Reproduce the listing below, changing each occurrence of "put a marker on" to "place a dot on" and leaving all other text unchanged.

Items from a dataset
┄┄┄┄┄┄┄┄┄┄
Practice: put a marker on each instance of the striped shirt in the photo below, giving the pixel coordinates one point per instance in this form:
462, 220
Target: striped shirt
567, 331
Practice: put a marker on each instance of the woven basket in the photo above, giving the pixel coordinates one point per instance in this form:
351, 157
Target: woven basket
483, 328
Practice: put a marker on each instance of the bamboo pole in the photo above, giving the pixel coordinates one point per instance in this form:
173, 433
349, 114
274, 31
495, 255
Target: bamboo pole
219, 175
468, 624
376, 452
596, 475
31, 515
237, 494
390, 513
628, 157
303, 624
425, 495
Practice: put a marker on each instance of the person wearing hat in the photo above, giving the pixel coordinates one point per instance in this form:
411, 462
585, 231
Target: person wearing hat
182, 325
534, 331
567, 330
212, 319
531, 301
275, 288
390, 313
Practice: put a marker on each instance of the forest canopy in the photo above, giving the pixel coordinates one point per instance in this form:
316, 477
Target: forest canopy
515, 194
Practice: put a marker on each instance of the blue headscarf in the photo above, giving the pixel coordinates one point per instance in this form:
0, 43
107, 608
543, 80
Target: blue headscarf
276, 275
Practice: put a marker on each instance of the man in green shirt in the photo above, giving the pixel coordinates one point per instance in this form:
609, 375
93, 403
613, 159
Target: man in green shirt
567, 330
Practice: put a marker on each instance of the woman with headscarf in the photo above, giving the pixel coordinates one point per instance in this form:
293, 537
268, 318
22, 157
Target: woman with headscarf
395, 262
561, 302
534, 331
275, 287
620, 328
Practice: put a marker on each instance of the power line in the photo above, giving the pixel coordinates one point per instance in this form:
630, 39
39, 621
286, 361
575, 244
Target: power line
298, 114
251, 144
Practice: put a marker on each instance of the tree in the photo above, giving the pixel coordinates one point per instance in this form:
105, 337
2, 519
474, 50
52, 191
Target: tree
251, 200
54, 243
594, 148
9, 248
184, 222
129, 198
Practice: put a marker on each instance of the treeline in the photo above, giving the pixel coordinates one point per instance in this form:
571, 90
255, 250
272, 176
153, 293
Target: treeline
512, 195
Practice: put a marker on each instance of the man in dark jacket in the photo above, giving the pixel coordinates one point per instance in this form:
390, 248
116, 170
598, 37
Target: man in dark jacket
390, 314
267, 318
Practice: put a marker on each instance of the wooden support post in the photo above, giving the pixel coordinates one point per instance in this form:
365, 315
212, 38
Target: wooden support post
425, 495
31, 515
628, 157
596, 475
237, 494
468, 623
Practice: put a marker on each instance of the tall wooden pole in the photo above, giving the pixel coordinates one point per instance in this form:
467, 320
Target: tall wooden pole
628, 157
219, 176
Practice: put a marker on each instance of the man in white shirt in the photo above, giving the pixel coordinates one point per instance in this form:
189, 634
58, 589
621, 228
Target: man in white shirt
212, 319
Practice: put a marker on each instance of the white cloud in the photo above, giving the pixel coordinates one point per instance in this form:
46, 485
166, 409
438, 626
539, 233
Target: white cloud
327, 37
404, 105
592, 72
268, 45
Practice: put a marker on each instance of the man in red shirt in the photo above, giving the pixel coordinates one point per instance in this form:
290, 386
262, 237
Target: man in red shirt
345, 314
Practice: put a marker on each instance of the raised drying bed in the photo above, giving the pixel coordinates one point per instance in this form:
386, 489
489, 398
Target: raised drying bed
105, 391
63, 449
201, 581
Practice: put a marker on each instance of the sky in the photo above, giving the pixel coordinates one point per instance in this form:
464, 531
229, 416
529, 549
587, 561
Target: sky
┄┄┄┄┄┄┄┄┄┄
→ TASK ANSWER
Practice: place a dot on each instance of the striped shirt in the photo below, giving the pixel coordinates one point per instance in this form:
462, 220
Target: striped shirt
567, 331
Practice: place a dot on each instance of the woven basket in the photo above, giving the pixel coordinates one point per instance in this form:
351, 157
Target: woven basket
483, 328
Practice: place a dot on each instance of the bamboo pole in the photo above, giving the pixel coordinates one point per instance in this form:
173, 433
349, 114
274, 31
495, 255
Target: bamboo pole
219, 175
468, 624
376, 452
596, 475
31, 515
237, 494
390, 513
628, 157
303, 624
425, 495
Practice: place a dot on each instance of the person wearing hat in the photo above, giving the pixel coordinates one point per instance in this form:
411, 462
585, 231
Target: person wearing hat
182, 325
534, 331
567, 330
212, 319
531, 301
275, 288
390, 313
Practice: place a dot on each instance of the forest canopy in the photo above, giving the pixel coordinates one point per instance in this form:
316, 477
Target: forest canopy
515, 194
Practice: place a dot on each instance of the blue headscarf in the photo above, giving the pixel coordinates one point per instance in this form:
0, 43
107, 608
543, 80
Target: blue headscarf
276, 275
Practice: place a dot on each instance of the man in green shirt in the photo above, giving the pixel coordinates one point per instance in this form:
609, 375
93, 403
613, 159
Target: man in green shirt
567, 330
Practice: place a dot on each instance of the woman with headscarf in the photo above, giving the pixel coordinates one point per instance in this form:
293, 537
268, 318
22, 157
Target: woman with headscarf
395, 262
561, 302
534, 331
275, 287
620, 328
Practice: place a dot on each instance of the power line in the photo above, giving the pixel coordinates one point per instance in this form:
630, 39
39, 621
286, 361
575, 244
Target: power line
298, 114
251, 144
Practice: place a dot on each instance of the tree in the photo above, giving the pixel coordinates one point per instance in this form:
105, 337
2, 519
474, 50
52, 191
Target: tree
251, 200
54, 243
594, 148
9, 248
184, 222
129, 198
Practice: place a dot on each instance of the treeline in the photo above, giving the pixel coordinates one point per instance in this form:
571, 90
255, 250
272, 176
153, 293
Target: treeline
512, 195
Practice: place a dot on each instance of the man in dark jacket in the photo above, giving the pixel coordinates one point per instance in this form:
390, 248
116, 170
598, 37
Target: man in dark jacket
390, 314
267, 318
Practice: place a dot on each instance of the wooden support post in the photo above, giving the pixel coordinates one point per instance in this form:
365, 315
212, 38
Target: wooden support post
425, 495
31, 515
628, 157
596, 475
237, 494
468, 623
Practice: place a dot on each instance of the tall wooden pole in the photo above, giving the pixel coordinates one point per instance in this form:
467, 320
Target: tall wooden pole
628, 157
219, 176
Practice: place a dot on each instance of the man in white shirt in the photo above, giving the pixel coordinates one point per instance in this form:
189, 634
58, 589
621, 228
Target: man in white shirt
212, 319
Practice: place a dot on each instance of the white cloud in the photo above, giving the pixel coordinates one point per instance in this form:
46, 485
166, 409
438, 626
539, 233
Target: white cloud
327, 37
404, 105
592, 72
268, 45
Practice: place a dot on each instance of the man in red shirt in the photo above, giving the pixel coordinates one point per instance in this form:
290, 386
262, 237
Target: man in red shirt
345, 314
Practice: place a dot on each instance of the raised drying bed in the photo above, giving the pixel coordinates one point per instance in this form:
386, 489
489, 398
Target: raised drying bed
105, 391
63, 449
201, 581
Practice: place a dot on each instance of the sky in the photo above, giving the pixel coordinates one point per instance in this form:
464, 531
229, 416
529, 549
587, 561
Target: sky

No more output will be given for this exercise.